>>>

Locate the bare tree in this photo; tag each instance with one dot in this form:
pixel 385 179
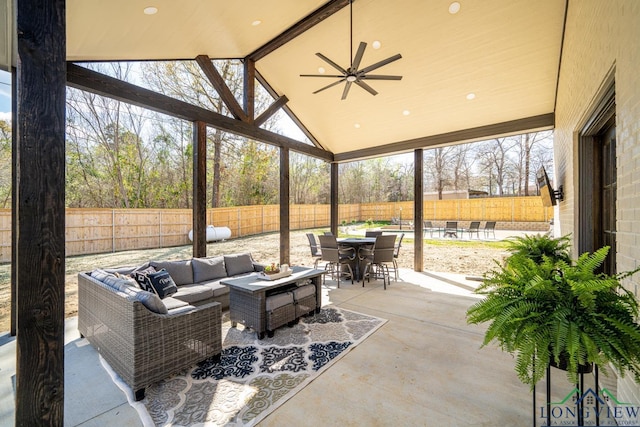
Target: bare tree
pixel 5 163
pixel 438 162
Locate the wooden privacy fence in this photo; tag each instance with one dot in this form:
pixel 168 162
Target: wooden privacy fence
pixel 90 231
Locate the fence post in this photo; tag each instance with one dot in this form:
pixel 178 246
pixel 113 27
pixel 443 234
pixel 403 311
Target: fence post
pixel 160 229
pixel 113 230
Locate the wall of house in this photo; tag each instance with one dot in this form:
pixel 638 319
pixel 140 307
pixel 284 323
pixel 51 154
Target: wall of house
pixel 602 43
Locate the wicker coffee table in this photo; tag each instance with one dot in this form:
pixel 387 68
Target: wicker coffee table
pixel 248 295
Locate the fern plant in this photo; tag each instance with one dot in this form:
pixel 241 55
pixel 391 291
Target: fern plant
pixel 545 308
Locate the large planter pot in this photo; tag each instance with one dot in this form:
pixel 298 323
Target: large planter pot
pixel 564 364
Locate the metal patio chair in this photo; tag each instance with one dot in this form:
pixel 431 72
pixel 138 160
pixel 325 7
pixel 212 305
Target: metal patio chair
pixel 474 227
pixel 490 227
pixel 337 258
pixel 378 258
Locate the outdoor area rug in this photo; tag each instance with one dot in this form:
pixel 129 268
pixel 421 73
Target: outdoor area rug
pixel 254 376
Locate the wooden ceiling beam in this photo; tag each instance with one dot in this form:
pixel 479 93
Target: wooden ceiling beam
pixel 271 110
pixel 513 127
pixel 101 84
pixel 309 21
pixel 221 87
pixel 288 111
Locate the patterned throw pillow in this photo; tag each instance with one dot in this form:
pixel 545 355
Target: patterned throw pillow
pixel 142 277
pixel 162 283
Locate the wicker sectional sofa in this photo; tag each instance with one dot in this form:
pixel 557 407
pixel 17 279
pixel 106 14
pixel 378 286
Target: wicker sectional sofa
pixel 146 339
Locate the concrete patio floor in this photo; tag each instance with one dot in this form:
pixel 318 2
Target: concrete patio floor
pixel 424 367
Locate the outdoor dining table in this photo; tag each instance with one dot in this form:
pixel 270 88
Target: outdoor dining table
pixel 356 243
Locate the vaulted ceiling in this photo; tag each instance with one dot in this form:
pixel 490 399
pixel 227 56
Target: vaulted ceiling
pixel 504 52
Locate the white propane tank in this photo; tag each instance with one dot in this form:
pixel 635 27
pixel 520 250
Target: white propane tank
pixel 214 233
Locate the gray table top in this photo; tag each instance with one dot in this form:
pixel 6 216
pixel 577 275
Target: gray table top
pixel 252 283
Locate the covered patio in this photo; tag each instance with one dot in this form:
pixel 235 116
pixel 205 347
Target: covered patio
pixel 424 367
pixel 470 71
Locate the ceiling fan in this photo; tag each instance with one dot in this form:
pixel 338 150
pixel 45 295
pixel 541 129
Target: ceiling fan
pixel 353 74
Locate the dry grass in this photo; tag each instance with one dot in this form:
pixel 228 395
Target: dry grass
pixel 471 258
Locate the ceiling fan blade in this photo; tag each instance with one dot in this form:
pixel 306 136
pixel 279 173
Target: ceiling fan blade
pixel 345 92
pixel 330 62
pixel 328 86
pixel 379 77
pixel 366 87
pixel 380 64
pixel 336 76
pixel 358 57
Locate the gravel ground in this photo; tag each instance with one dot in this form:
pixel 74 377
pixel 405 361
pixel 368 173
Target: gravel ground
pixel 448 256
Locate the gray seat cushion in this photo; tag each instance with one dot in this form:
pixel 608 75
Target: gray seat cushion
pixel 180 271
pixel 149 300
pixel 217 288
pixel 172 303
pixel 193 293
pixel 304 291
pixel 238 264
pixel 206 269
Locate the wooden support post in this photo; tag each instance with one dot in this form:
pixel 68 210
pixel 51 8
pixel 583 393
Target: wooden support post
pixel 199 189
pixel 14 200
pixel 418 210
pixel 285 221
pixel 249 89
pixel 333 199
pixel 41 87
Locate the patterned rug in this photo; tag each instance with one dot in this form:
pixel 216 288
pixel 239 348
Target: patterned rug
pixel 254 376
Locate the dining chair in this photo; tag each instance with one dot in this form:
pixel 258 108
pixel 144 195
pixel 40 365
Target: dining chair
pixel 337 258
pixel 474 227
pixel 396 252
pixel 378 258
pixel 490 227
pixel 315 250
pixel 427 226
pixel 451 229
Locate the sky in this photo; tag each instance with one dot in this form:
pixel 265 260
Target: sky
pixel 5 93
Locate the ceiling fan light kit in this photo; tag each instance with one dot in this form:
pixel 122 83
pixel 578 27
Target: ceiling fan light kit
pixel 353 74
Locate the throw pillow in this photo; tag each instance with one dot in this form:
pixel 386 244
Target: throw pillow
pixel 142 277
pixel 162 283
pixel 238 264
pixel 180 271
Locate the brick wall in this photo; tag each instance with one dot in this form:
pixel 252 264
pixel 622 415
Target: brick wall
pixel 602 43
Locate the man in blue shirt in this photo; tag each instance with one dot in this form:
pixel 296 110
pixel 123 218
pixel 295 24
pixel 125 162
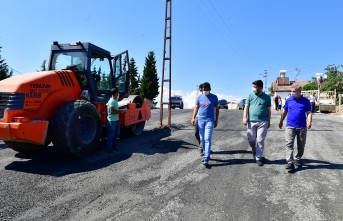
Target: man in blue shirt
pixel 206 103
pixel 256 117
pixel 113 126
pixel 299 120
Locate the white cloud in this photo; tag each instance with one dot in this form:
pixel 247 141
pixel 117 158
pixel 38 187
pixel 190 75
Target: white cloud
pixel 188 97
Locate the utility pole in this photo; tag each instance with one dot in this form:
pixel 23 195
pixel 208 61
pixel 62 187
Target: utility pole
pixel 297 71
pixel 166 59
pixel 265 75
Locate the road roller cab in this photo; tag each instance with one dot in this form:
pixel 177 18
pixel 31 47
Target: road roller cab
pixel 67 104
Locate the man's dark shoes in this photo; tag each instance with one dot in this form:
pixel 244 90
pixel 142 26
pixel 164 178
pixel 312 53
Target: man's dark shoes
pixel 298 163
pixel 253 154
pixel 259 162
pixel 112 150
pixel 204 162
pixel 201 151
pixel 290 166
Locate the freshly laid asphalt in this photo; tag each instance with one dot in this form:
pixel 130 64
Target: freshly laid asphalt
pixel 159 176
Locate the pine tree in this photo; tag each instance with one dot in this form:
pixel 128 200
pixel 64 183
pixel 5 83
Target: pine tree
pixel 4 70
pixel 149 82
pixel 134 78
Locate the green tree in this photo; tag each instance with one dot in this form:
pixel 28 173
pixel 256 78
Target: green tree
pixel 134 78
pixel 149 82
pixel 4 69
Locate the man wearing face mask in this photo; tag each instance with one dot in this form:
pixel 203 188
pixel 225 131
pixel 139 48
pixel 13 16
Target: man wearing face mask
pixel 299 120
pixel 113 126
pixel 256 117
pixel 196 128
pixel 207 106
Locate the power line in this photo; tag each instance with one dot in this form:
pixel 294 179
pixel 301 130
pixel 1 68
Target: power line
pixel 218 21
pixel 14 69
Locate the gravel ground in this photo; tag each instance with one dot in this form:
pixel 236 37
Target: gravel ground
pixel 159 176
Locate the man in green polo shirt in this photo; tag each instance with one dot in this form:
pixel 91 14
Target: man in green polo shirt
pixel 257 119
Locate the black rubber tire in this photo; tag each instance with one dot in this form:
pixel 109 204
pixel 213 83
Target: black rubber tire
pixel 137 129
pixel 77 128
pixel 24 147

<<<

--- TASK TO COMPLETE ---
Reproduce the material above in full, exactly, with no images.

--- ANSWER TO THE PROBLEM ---
Locate the bare tree in this photo; tag each instance with one dot in this form:
pixel 385 179
Target: bare tree
pixel 5 163
pixel 438 162
Locate the wooden privacy fence in this photo; tag each instance with one dot in this form:
pixel 168 162
Target: wooden privacy fence
pixel 90 231
Locate the fence post in this photo; tag each instance with one dot in this form:
pixel 178 246
pixel 113 27
pixel 443 234
pixel 403 311
Target: fence post
pixel 160 229
pixel 113 230
Locate the wall of house in this photo; tag each instance with one dot in this form:
pixel 638 319
pixel 140 307
pixel 284 323
pixel 51 154
Target: wall of house
pixel 602 43
Locate the wicker coffee table in this photo; tag each instance with one dot in this form:
pixel 387 68
Target: wicker coffee table
pixel 248 295
Locate the fern plant in this photo; tag each instance with one dot in this form:
pixel 241 55
pixel 391 291
Target: fern plant
pixel 545 308
Locate the large planter pot in this photo; tag each instance with one dot in this form:
pixel 298 323
Target: large planter pot
pixel 564 364
Locate the metal patio chair in this photo; tag each instance with one dot in this form:
pixel 431 72
pixel 138 160
pixel 325 7
pixel 212 305
Target: metal patio chair
pixel 474 227
pixel 490 227
pixel 337 258
pixel 378 258
Locate the outdoor area rug in this photo; tag each instance with one dot in this form:
pixel 129 268
pixel 421 73
Target: outdoor area rug
pixel 254 376
Locate the wooden ceiling beam in this photo; tag each instance with one dot in this form:
pixel 479 93
Target: wooden ceiling beam
pixel 271 110
pixel 513 127
pixel 101 84
pixel 309 21
pixel 221 87
pixel 288 111
Locate the patterned throw pillow in this photo; tag each instance with one dot in this form:
pixel 545 355
Target: patterned throw pillow
pixel 142 277
pixel 162 283
Locate the wicker sectional sofa in this photo; tag each instance with one dot in this form:
pixel 557 407
pixel 17 279
pixel 106 14
pixel 378 286
Target: wicker sectional sofa
pixel 146 339
Locate the concrete patio floor in this photo; tag each instance with one dot in this form:
pixel 318 2
Target: concrete patio floor
pixel 424 367
Locate the outdoor dining table in this photo; tag each instance with one dot in this form:
pixel 270 88
Target: outdoor dining table
pixel 356 243
Locate the vaulted ceiling in this photo; tag each instance with one dot in this form:
pixel 490 399
pixel 227 56
Target: vaulted ceiling
pixel 504 52
Locate the white propane tank in this photo; tag each instance with one dot in this form:
pixel 635 27
pixel 520 250
Target: white propane tank
pixel 214 233
Locate the gray table top in this photo; tag each instance with one dot in this form:
pixel 6 216
pixel 577 275
Target: gray table top
pixel 252 283
Locate the covered patio in this photo; tag each instance with one dot in this form:
pixel 235 116
pixel 205 347
Target: covered patio
pixel 424 367
pixel 470 71
Locate the ceiling fan in this photo; tag each instance with one dot in this form:
pixel 338 150
pixel 45 295
pixel 541 129
Target: ceiling fan
pixel 353 74
Locate the dry grass in this photo; tag each instance with one dot in this form:
pixel 228 395
Target: dry grass
pixel 471 258
Locate the ceiling fan blade in this photo; tag each instance with one dot in this form:
pixel 306 136
pixel 279 173
Target: ceiling fan blade
pixel 345 92
pixel 330 62
pixel 328 86
pixel 379 77
pixel 366 87
pixel 380 64
pixel 336 76
pixel 358 57
Locate the gravel ground in this photo; tag each instance with one dot in this form:
pixel 74 377
pixel 405 361
pixel 368 173
Target: gravel ground
pixel 448 256
Locate the gray seat cushion in this photo; tag each instance with one dot in this form:
pixel 608 75
Target: gray seat cushion
pixel 180 271
pixel 149 300
pixel 217 288
pixel 172 303
pixel 193 293
pixel 304 291
pixel 238 264
pixel 206 269
Locate the wooden support post in this photo; tag each instance with one dot in this form:
pixel 68 210
pixel 51 8
pixel 583 393
Target: wooden support post
pixel 199 189
pixel 14 200
pixel 418 210
pixel 285 221
pixel 249 89
pixel 333 199
pixel 41 87
Locate the patterned rug in this photo; tag each instance with one dot in this form:
pixel 216 288
pixel 239 348
Target: patterned rug
pixel 254 376
Locate the dining chair in this photo; tag each instance with one dot in this form:
pixel 258 108
pixel 144 195
pixel 40 365
Target: dining chair
pixel 337 258
pixel 474 227
pixel 396 252
pixel 378 258
pixel 490 227
pixel 315 250
pixel 427 226
pixel 451 229
Locate the sky in this photo; tag each instance with one dot in this form:
pixel 265 260
Target: sky
pixel 5 93
Locate the ceiling fan light kit in this photo; tag each instance with one dot in this form:
pixel 122 83
pixel 578 27
Target: ceiling fan light kit
pixel 353 74
Locate the throw pillow in this photo; tag each instance with one dot in this form:
pixel 386 244
Target: throw pillow
pixel 142 277
pixel 162 283
pixel 238 264
pixel 180 271
Locate the brick wall in this photo; tag each instance with one dot in this form:
pixel 252 264
pixel 622 415
Target: brick wall
pixel 602 43
Locate the man in blue shirt in this photo; tag each instance with one dot in this form:
pixel 296 110
pixel 123 218
pixel 295 24
pixel 125 162
Target: man in blue shirt
pixel 206 103
pixel 256 117
pixel 113 126
pixel 299 120
Locate the white cloud in this photo; tag each instance with one dot in this form:
pixel 247 141
pixel 117 158
pixel 38 187
pixel 190 75
Target: white cloud
pixel 188 97
Locate the utility pole in this photo; tag each instance with one dot in this form:
pixel 23 195
pixel 208 61
pixel 62 187
Target: utility pole
pixel 297 71
pixel 166 59
pixel 265 75
Locate the road roller cab in this photo; tag each instance with one dot in this form:
pixel 177 18
pixel 31 47
Target: road roller cab
pixel 67 104
Locate the man's dark shoes in this photo; tag each instance with one dot in this form:
pixel 244 90
pixel 142 26
pixel 164 178
pixel 312 53
Target: man's dark shoes
pixel 298 163
pixel 253 154
pixel 259 162
pixel 112 150
pixel 204 162
pixel 201 151
pixel 290 166
Locate the freshly laid asphalt in this photo; tag each instance with one dot in this form:
pixel 130 64
Target: freshly laid asphalt
pixel 159 176
Locate the pine tree in this photo; tag each instance with one dot in this form:
pixel 128 200
pixel 64 183
pixel 5 83
Target: pine tree
pixel 4 70
pixel 149 82
pixel 134 78
Locate the green tree in this photo; tag each instance with one dot in this form:
pixel 28 173
pixel 256 78
Target: green tree
pixel 134 78
pixel 149 82
pixel 4 69
Locate the man wearing face mask in this photo; tag each instance with one dot in this form:
pixel 203 188
pixel 225 131
pixel 139 48
pixel 13 16
Target: man wearing face mask
pixel 299 120
pixel 113 126
pixel 256 117
pixel 196 128
pixel 207 106
Locate the power line in this photo; tag each instance with one dot in this form:
pixel 294 179
pixel 301 130
pixel 1 68
Target: power line
pixel 218 21
pixel 14 69
Locate the gravel ground in this photo; tag each instance with one dot in this form:
pixel 236 37
Target: gravel ground
pixel 159 176
Locate the man in green polo shirt in this photo; tag each instance with one dot in this form:
pixel 91 14
Target: man in green polo shirt
pixel 257 119
Locate the black rubber tire in this photo; tag each instance with one dot in this form:
pixel 109 204
pixel 213 83
Target: black rubber tire
pixel 137 129
pixel 77 128
pixel 24 147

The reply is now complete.